__Page text__:

— begin —

TNAG Notes #14 by Stephen Bennett
Anyone remember ‘Band In A Box’, the Sinclair games-console of all our home-recording guitar-nerds’ needs? Happy days. For some peculiar reason, all too consistent with the fevered imagination of this column, that catchily alliterative name suddenly conjured up a handy possible title for an extended speculation on the joys of alternate tunings.
No…come back…thank you. Now, settle down. If you don’t love an alternate tuning every now and then, you are surely, like the unfortunate (and entirely fictional) Snegurochka, incapable of love. Look her up.
The metaphorical band, in this case, would be the internal support mechanism provided by a comfort-zone of constantly underpinning harmonic structure. The box being your (generally speaking, acoustic) instrument of choice. Told you…it makes perfect sense.
Any solo performer conscious of those weedy, sonically-underpowered moments in his or her otherwise full-on and sensational Led Zeppelin tribute repertoire will know where we’re coming from. There’s a reason Jimmy Page’s sound is so harmonically rich and strange. Same goes for Nick Drake, John Martyn, Bukka White, Michael Hedges, John Lee Hooker, Martin Simpson and a host of others in just about every six-string genre you can think of. Even jazz. A bit.

— end —

__Material provided__:
— begin —

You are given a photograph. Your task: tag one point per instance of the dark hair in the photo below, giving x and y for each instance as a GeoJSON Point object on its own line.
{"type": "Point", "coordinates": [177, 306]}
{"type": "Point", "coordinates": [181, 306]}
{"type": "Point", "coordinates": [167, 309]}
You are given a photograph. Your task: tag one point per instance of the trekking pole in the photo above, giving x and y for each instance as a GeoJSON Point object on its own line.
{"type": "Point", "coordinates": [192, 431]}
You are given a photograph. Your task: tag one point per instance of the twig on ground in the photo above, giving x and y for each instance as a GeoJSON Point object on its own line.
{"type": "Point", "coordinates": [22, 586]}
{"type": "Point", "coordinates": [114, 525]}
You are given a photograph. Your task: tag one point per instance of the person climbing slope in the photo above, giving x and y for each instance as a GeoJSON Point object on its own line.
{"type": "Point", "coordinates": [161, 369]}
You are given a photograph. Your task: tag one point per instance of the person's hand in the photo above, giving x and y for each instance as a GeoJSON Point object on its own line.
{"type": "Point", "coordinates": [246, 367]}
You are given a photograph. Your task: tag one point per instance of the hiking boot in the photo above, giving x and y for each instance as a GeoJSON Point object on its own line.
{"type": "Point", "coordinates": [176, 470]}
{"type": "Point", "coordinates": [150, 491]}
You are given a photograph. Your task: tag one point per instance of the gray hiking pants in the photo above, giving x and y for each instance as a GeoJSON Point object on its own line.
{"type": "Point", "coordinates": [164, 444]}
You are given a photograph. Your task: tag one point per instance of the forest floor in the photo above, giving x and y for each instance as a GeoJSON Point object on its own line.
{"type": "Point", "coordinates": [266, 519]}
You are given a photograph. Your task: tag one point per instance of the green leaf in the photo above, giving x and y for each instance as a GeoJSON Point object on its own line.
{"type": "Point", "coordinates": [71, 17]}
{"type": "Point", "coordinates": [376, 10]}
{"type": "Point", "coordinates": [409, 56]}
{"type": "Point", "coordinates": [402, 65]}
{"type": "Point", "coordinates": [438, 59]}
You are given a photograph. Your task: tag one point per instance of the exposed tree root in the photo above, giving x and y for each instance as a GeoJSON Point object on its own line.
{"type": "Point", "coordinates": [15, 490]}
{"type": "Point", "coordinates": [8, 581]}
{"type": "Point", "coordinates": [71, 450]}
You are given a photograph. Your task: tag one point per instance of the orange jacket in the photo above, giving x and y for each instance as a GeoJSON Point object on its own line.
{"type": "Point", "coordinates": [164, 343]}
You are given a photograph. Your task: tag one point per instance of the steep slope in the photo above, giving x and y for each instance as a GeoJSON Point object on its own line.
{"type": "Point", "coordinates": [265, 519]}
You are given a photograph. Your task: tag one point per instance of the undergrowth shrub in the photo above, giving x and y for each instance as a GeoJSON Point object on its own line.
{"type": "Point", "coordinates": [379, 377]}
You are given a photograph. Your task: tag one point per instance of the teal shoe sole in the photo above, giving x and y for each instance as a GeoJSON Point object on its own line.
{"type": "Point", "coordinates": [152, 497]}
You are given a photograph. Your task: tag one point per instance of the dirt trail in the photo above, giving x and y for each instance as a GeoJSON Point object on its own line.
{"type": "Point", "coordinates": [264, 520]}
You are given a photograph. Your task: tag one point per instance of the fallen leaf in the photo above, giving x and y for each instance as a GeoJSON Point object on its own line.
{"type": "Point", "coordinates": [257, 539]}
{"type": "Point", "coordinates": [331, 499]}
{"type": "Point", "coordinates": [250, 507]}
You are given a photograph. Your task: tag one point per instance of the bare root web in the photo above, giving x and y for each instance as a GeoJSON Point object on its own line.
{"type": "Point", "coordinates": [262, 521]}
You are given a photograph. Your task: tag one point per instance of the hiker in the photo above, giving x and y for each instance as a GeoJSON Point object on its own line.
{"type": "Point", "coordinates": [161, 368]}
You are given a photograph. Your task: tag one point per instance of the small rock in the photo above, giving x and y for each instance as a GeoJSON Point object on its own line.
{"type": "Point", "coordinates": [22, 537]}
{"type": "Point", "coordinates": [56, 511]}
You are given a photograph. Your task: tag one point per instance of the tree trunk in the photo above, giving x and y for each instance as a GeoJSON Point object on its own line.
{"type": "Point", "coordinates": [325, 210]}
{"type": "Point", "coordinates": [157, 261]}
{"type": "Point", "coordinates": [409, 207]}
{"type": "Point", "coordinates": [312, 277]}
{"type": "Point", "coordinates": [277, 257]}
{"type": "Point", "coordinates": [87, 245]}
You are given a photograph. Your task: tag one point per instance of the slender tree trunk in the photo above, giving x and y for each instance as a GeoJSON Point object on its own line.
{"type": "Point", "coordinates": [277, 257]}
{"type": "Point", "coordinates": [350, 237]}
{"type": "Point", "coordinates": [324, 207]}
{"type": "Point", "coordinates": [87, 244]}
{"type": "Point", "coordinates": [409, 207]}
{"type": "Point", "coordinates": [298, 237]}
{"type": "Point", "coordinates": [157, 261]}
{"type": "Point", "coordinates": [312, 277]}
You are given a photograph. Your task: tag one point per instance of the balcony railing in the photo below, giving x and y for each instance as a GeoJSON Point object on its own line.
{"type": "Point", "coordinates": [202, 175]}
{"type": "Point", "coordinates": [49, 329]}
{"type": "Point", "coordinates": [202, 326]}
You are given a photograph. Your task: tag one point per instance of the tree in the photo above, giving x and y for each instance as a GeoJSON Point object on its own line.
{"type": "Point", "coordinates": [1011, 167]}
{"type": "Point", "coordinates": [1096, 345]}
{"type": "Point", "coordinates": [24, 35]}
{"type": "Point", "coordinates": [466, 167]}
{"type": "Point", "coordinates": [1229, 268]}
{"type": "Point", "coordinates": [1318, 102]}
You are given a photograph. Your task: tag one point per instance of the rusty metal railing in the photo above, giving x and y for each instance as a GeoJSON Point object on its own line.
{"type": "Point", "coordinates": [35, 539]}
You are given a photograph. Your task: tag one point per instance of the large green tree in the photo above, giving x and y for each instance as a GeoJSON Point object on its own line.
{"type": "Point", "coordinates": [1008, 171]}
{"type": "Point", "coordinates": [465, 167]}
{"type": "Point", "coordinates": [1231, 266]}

— end —
— begin —

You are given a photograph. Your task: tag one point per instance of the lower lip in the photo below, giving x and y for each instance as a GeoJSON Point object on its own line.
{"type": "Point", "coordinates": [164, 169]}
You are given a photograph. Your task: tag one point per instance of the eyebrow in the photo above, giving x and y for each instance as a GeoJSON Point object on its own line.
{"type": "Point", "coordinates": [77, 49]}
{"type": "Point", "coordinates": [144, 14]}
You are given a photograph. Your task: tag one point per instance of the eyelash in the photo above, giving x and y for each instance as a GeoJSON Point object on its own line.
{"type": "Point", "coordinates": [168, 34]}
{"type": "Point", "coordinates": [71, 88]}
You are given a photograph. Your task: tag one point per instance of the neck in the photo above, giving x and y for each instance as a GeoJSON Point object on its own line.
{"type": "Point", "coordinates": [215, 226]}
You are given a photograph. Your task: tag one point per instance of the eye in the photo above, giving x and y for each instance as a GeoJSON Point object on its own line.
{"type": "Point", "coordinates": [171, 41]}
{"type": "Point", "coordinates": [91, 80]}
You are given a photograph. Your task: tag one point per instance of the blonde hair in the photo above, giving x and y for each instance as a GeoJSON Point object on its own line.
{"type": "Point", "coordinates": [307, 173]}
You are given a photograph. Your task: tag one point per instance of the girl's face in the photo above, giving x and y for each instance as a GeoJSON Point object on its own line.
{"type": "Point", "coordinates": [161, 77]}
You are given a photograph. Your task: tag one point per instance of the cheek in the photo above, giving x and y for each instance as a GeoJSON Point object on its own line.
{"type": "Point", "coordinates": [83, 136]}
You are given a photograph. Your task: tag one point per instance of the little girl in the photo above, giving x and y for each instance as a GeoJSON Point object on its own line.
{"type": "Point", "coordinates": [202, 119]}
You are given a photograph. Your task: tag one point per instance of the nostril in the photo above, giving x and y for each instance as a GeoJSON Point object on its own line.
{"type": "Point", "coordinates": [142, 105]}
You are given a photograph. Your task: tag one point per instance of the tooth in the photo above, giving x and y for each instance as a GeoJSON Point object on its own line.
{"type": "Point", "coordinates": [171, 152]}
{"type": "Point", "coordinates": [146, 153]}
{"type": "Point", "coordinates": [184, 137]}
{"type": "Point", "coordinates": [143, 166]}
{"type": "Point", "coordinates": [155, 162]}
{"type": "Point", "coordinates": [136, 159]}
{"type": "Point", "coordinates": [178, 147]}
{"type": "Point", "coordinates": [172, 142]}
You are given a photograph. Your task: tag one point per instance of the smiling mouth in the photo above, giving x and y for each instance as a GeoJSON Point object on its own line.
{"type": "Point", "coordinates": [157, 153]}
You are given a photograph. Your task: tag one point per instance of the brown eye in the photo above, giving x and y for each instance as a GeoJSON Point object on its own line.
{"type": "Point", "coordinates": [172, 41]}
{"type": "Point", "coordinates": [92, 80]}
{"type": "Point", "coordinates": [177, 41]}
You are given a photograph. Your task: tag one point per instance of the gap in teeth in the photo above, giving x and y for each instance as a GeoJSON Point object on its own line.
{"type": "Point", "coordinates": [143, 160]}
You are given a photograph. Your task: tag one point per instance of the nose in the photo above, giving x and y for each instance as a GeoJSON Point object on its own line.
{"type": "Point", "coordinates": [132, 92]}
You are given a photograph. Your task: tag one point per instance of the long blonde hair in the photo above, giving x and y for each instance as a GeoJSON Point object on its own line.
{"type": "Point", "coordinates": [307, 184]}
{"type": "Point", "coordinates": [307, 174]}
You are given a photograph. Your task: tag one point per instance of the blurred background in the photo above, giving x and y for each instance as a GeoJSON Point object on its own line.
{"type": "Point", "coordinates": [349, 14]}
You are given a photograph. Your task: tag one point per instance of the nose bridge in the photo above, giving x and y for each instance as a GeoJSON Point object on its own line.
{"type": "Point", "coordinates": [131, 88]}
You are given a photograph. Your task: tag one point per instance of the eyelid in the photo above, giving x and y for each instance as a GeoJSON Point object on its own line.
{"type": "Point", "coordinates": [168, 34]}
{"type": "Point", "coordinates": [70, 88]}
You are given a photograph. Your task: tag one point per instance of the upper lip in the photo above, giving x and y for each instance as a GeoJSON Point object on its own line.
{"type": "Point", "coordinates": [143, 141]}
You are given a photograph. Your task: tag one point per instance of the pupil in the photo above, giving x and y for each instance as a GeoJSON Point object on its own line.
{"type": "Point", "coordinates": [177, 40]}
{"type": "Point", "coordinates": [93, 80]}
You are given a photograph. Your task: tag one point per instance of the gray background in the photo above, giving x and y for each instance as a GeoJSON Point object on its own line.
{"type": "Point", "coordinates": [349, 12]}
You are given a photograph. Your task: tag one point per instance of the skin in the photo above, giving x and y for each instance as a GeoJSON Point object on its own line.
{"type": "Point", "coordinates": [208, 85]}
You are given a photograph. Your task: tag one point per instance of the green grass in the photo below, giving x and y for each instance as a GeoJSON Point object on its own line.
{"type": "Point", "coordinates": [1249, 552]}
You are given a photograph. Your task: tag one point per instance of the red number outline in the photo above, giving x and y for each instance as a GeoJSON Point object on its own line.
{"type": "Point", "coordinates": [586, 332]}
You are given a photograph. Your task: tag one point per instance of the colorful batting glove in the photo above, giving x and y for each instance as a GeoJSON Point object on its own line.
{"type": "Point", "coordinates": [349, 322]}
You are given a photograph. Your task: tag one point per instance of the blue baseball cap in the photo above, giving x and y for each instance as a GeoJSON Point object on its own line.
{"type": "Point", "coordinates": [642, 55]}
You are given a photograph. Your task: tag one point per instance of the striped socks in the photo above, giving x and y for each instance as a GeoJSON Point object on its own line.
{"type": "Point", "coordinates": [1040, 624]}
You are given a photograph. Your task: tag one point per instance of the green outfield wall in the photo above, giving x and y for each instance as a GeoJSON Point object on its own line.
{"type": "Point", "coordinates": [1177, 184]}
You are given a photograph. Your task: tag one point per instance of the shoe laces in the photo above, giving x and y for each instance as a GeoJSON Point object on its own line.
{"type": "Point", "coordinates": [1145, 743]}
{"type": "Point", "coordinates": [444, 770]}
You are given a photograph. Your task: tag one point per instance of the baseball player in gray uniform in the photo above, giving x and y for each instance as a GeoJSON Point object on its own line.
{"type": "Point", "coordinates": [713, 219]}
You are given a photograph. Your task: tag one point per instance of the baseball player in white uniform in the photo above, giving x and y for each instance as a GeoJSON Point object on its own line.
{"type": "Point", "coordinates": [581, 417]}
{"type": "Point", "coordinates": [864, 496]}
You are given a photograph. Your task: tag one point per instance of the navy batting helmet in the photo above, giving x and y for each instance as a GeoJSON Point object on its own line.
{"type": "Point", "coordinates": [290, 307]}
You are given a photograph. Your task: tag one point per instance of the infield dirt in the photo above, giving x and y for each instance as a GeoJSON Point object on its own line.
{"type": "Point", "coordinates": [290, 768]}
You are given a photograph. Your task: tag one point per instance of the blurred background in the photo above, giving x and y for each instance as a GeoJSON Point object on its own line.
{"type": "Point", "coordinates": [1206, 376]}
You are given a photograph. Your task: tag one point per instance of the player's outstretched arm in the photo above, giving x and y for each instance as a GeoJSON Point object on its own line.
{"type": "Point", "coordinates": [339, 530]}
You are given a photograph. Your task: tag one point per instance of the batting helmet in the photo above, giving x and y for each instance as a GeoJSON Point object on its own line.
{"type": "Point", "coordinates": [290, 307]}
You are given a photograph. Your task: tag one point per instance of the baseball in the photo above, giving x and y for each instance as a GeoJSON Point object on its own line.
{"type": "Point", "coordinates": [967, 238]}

— end —
— begin —

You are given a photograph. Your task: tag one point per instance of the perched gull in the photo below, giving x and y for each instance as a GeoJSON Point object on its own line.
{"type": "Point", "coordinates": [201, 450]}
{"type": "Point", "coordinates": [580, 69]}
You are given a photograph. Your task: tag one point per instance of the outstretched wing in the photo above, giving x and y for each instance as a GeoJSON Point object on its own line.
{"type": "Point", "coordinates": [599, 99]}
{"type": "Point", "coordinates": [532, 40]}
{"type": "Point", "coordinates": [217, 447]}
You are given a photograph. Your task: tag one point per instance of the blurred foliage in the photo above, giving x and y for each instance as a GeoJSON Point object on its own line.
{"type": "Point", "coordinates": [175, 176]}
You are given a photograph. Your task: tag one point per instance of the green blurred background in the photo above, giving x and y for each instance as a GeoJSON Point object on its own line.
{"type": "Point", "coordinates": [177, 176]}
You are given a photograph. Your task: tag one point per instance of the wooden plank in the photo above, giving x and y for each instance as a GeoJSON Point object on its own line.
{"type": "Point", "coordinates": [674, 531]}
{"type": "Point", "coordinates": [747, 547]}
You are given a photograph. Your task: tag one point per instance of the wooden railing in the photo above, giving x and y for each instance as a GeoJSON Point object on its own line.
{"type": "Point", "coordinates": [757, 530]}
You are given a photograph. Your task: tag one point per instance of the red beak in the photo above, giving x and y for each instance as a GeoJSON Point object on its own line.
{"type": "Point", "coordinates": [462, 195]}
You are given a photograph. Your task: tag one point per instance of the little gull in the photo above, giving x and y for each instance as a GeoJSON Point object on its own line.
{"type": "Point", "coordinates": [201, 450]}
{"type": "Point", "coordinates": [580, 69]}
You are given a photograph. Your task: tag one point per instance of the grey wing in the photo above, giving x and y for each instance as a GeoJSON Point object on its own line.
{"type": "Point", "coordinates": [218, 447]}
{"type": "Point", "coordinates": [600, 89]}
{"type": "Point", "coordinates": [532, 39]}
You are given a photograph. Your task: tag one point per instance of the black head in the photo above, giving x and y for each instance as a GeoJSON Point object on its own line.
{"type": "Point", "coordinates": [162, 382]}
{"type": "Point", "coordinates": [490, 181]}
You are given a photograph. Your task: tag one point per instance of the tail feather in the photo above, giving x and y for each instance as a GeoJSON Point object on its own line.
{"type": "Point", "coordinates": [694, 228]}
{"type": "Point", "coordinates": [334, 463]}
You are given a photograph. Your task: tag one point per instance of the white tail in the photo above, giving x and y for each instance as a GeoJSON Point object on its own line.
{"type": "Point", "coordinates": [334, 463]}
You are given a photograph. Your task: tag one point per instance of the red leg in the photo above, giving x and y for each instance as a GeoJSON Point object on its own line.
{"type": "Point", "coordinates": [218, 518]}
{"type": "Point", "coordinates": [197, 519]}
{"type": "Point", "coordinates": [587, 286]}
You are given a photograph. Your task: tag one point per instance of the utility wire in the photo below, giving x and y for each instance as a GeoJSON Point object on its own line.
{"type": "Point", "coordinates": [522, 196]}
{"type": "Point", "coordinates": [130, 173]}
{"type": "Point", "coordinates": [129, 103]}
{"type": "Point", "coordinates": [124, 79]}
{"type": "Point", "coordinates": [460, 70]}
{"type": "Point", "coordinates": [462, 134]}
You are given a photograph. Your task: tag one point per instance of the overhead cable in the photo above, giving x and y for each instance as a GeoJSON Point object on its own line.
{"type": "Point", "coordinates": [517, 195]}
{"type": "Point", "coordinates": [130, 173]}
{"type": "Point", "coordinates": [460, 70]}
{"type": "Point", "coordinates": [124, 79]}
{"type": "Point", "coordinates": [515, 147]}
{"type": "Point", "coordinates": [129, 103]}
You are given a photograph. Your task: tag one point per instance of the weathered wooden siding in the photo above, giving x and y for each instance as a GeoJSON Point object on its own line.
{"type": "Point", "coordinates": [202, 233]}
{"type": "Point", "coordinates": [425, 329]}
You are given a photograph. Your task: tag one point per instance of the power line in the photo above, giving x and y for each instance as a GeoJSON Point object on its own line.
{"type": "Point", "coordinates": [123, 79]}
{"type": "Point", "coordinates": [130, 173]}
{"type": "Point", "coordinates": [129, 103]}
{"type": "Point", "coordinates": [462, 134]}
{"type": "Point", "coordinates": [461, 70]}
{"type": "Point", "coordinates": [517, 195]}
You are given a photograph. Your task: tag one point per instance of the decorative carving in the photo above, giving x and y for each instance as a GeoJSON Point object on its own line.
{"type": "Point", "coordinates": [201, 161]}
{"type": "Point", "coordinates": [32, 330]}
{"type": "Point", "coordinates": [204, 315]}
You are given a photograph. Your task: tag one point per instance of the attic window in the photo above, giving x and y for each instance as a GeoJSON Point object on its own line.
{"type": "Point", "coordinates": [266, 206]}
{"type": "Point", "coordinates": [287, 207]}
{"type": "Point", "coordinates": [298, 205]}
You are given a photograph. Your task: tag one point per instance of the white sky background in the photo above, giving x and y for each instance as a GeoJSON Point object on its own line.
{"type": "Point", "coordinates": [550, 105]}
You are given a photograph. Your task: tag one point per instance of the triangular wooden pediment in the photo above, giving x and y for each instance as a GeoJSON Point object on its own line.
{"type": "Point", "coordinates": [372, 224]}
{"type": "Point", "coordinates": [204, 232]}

— end —

__Exercise directions__: In the column on alternate tunings, what does "the box" stand for? The items have nothing to do with the column on alternate tunings.

__Full output__: The box is your instrument of choice, generally an acoustic one.